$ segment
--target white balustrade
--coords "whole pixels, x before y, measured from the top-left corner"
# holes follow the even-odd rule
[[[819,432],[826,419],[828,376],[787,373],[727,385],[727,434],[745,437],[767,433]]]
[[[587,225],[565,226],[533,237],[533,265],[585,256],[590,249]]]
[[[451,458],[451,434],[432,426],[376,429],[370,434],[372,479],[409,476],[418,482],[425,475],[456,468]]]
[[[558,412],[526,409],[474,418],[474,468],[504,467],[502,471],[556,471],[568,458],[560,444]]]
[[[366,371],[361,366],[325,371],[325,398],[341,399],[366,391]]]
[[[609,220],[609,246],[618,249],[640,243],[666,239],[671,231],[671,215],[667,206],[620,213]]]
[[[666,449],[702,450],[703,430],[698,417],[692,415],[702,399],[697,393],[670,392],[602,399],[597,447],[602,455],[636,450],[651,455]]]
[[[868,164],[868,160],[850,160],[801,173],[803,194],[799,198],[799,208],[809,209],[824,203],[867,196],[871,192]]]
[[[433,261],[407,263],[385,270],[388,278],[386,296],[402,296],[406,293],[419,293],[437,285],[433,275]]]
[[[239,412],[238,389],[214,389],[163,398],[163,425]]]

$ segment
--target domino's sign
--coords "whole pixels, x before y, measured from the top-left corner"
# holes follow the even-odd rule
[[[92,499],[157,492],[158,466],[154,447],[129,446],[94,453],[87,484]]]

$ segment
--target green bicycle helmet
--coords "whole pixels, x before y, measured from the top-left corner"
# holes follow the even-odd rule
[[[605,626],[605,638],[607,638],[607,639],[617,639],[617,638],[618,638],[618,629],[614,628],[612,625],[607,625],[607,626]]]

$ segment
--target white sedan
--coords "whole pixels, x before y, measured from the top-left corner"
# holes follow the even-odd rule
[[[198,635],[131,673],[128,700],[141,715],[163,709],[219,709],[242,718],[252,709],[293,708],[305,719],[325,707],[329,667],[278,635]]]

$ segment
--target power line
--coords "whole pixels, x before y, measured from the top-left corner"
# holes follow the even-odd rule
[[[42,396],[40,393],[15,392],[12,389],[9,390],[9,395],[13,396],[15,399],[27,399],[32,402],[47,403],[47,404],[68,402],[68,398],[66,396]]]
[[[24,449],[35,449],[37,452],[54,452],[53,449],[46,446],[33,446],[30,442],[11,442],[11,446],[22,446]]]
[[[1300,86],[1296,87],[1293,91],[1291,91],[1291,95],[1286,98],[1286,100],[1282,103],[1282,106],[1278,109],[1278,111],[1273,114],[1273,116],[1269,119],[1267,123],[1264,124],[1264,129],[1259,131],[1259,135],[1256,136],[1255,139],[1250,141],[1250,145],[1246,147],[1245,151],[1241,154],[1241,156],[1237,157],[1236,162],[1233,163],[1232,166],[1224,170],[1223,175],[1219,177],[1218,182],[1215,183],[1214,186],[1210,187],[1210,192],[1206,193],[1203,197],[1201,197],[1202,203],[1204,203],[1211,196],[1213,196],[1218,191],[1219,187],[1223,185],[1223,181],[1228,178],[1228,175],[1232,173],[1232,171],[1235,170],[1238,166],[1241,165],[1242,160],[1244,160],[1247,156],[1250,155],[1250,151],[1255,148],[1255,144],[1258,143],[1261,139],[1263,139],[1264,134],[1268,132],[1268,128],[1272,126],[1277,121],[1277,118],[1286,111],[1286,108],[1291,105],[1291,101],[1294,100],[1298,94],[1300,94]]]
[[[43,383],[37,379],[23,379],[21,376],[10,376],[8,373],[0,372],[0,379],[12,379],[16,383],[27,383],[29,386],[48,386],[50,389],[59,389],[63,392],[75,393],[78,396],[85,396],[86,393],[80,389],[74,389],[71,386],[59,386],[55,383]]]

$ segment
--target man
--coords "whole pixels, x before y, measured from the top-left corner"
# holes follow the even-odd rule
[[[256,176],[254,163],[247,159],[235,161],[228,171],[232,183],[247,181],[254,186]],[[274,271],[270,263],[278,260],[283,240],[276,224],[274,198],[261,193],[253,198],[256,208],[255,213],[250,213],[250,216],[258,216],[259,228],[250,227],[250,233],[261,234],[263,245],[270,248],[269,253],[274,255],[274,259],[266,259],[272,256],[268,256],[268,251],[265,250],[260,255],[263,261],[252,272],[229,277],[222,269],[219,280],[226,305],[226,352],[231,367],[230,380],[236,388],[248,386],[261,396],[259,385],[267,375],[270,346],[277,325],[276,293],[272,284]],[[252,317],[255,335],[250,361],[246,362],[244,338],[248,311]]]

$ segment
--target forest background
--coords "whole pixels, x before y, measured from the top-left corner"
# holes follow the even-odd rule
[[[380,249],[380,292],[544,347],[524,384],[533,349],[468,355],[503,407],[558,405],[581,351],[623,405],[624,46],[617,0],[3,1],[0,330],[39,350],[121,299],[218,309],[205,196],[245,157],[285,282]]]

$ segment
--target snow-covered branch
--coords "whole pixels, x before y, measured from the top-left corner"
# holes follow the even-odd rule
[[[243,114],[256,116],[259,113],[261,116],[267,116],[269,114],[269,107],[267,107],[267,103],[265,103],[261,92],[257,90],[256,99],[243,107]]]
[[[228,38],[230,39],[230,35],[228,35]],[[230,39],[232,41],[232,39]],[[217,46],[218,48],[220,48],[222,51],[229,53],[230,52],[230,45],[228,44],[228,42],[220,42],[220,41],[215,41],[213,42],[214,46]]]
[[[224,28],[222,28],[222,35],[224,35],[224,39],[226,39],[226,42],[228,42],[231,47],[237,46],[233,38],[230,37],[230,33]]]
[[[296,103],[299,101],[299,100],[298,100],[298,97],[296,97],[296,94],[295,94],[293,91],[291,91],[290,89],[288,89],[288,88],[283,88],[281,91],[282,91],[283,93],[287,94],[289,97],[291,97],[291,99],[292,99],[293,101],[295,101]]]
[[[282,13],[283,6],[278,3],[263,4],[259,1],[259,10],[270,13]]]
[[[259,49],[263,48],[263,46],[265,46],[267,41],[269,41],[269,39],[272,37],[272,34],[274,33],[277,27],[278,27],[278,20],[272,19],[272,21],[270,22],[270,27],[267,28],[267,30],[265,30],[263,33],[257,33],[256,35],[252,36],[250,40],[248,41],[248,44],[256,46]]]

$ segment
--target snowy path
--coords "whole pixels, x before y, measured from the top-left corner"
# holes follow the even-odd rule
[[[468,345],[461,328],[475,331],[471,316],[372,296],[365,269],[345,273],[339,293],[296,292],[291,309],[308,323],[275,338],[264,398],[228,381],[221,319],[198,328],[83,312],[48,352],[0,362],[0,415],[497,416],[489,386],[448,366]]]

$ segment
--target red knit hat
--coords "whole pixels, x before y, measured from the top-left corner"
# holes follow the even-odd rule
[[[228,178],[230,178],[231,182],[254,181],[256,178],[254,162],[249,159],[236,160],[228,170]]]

● **TASK INSTRUCTIONS**
Using the records above, restate word for word the lines from the one with "--target white balustrade" through the one with "--target domino's sign", both included.

● **SOLVED EXERCISE**
--target white balustrade
--coords "whole pixels, x before y, measured from the top-left corner"
# holes follow the even-odd rule
[[[819,432],[826,419],[828,376],[787,373],[727,385],[727,434],[745,437],[767,433]]]
[[[587,225],[565,226],[533,237],[533,265],[585,256],[590,249]]]
[[[451,458],[451,434],[432,426],[376,429],[370,434],[372,479],[409,476],[418,482],[425,475],[456,468]]]
[[[558,412],[526,409],[474,418],[474,468],[504,467],[502,471],[556,471],[568,458],[560,444]]]
[[[366,371],[361,366],[325,371],[325,398],[341,399],[366,391]]]
[[[609,220],[609,246],[618,249],[640,243],[666,239],[671,231],[671,215],[667,206],[620,213]]]
[[[666,449],[702,450],[703,430],[698,417],[692,415],[702,399],[697,393],[670,392],[602,399],[597,447],[602,455],[636,450],[651,455]]]
[[[868,164],[868,160],[850,160],[801,173],[803,194],[799,198],[799,208],[809,209],[824,203],[867,196],[871,192]]]
[[[433,261],[407,263],[385,270],[388,278],[386,296],[402,296],[406,293],[419,293],[437,285],[433,275]]]
[[[239,412],[238,389],[214,389],[163,398],[163,425]]]

$ segment
--target domino's sign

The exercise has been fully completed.